▶ Exercise goal: Where a picture appears, leave it out, and print the rest of the records as they are.

▶ The records:
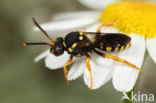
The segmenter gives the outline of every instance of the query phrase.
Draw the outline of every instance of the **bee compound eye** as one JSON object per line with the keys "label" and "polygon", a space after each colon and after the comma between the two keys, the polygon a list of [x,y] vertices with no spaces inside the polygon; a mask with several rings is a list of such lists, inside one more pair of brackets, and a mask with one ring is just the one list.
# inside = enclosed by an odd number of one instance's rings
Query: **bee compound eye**
{"label": "bee compound eye", "polygon": [[56,46],[56,47],[50,48],[50,52],[54,54],[55,56],[59,56],[64,53],[64,49]]}

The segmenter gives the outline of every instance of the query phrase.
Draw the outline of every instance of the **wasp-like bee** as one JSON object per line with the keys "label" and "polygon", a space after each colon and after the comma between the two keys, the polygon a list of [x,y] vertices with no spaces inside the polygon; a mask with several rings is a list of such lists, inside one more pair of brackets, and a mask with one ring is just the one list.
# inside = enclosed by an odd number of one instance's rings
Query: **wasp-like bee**
{"label": "wasp-like bee", "polygon": [[58,37],[55,41],[40,27],[40,25],[36,22],[34,18],[32,20],[34,24],[40,29],[40,31],[43,32],[43,34],[47,36],[52,43],[45,43],[45,42],[30,43],[29,42],[29,43],[24,43],[24,46],[47,45],[51,47],[50,52],[55,56],[60,56],[64,52],[68,52],[68,54],[70,54],[70,58],[64,65],[64,75],[65,75],[65,79],[67,80],[67,83],[69,83],[68,78],[67,78],[67,66],[71,64],[73,57],[86,56],[86,65],[90,72],[90,79],[91,79],[90,89],[92,89],[93,77],[92,77],[92,72],[91,72],[91,66],[89,63],[91,59],[91,56],[89,54],[92,52],[95,52],[104,58],[110,58],[115,61],[125,63],[141,72],[144,72],[143,70],[136,67],[134,64],[128,62],[125,59],[122,59],[116,56],[111,56],[109,54],[101,52],[101,51],[119,52],[130,47],[131,38],[125,34],[101,33],[101,28],[103,26],[111,26],[114,23],[116,23],[117,20],[109,24],[100,25],[97,28],[97,32],[74,31],[74,32],[70,32],[69,34],[67,34],[64,38]]}

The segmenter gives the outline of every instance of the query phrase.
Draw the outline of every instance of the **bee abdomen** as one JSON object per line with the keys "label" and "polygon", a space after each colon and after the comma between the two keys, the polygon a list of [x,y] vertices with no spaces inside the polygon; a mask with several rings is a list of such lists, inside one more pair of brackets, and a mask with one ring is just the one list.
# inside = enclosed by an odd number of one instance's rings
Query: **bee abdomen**
{"label": "bee abdomen", "polygon": [[129,47],[131,46],[130,43],[126,43],[125,45],[111,45],[111,46],[108,46],[108,45],[104,45],[103,43],[100,43],[99,45],[99,49],[100,50],[103,50],[103,51],[106,51],[106,52],[120,52],[120,51],[123,51],[125,49],[128,49]]}
{"label": "bee abdomen", "polygon": [[119,52],[130,47],[131,38],[125,34],[107,33],[99,36],[97,48],[106,52]]}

▶ Solution to the problem:
The segmenter gives the outline of every instance of the query phrase.
Draw the outline of every instance of the **bee compound eye** as one JSON object per line with the keys "label" and "polygon", a space after each colon and after the comma between the two keys, the polygon a list of [x,y] vertices with no spaces inside the polygon; a mask with several rings is a list of such lists, inside one more pair of brackets, and a mask with one ring is just the one list.
# inside = enclosed by an odd number of one instance's rings
Query: **bee compound eye**
{"label": "bee compound eye", "polygon": [[56,46],[56,47],[50,48],[50,52],[54,54],[55,56],[59,56],[64,53],[64,49]]}

The segmenter gives the outline of every instance of the query phrase.
Draw the outline of every instance of the **wasp-like bee** as one JSON object per line with the keys "label" and "polygon", a space after each colon and after the comma between the two keys, the polygon a list of [x,y] vertices with no spaces inside the polygon; a mask with several rings is a list of such lists, inside one more pair of brackets, and a mask with one ring is just the one list.
# inside = enclosed by an odd number of one instance's rings
Query: **wasp-like bee**
{"label": "wasp-like bee", "polygon": [[58,37],[55,41],[40,27],[40,25],[36,22],[34,18],[32,20],[34,24],[40,29],[40,31],[43,32],[43,34],[47,36],[52,43],[45,43],[45,42],[30,43],[29,42],[29,43],[24,43],[24,46],[47,45],[51,47],[50,52],[55,56],[60,56],[64,52],[68,52],[68,54],[70,54],[70,58],[64,65],[64,75],[65,75],[65,79],[67,80],[67,83],[69,83],[68,78],[67,78],[67,66],[71,64],[73,57],[86,56],[86,65],[90,72],[90,79],[91,79],[90,89],[92,89],[93,77],[92,77],[92,72],[91,72],[91,66],[89,63],[91,59],[91,56],[89,54],[92,52],[95,52],[104,58],[110,58],[115,61],[125,63],[141,72],[144,72],[143,70],[136,67],[134,64],[128,62],[125,59],[122,59],[116,56],[111,56],[109,54],[101,52],[101,51],[119,52],[130,47],[131,38],[125,34],[101,33],[101,28],[103,26],[111,26],[114,23],[116,23],[117,20],[109,24],[100,25],[97,28],[97,32],[74,31],[74,32],[70,32],[69,34],[67,34],[64,38]]}

The segmenter gives the outline of every instance of the query phrase.
Draw the outline of every instance of the **bee abdomen** as one JSON object per line with the keys "label" and "polygon", a space after each colon and after the comma between the two keys, the polygon a list of [x,y] vertices with no spaces inside the polygon; a mask with several rings is a list of such lists, inside one more pair of brackets, and a mask with one ring is just the one list.
# inside = enclosed by an odd number of one instance's rings
Query: **bee abdomen**
{"label": "bee abdomen", "polygon": [[129,47],[131,46],[130,43],[126,43],[125,45],[111,45],[111,46],[108,46],[108,45],[104,45],[103,43],[100,43],[99,45],[99,49],[100,50],[103,50],[103,51],[106,51],[106,52],[120,52],[120,51],[123,51],[125,49],[128,49]]}
{"label": "bee abdomen", "polygon": [[119,52],[130,47],[131,38],[125,34],[107,33],[99,36],[97,48],[106,52]]}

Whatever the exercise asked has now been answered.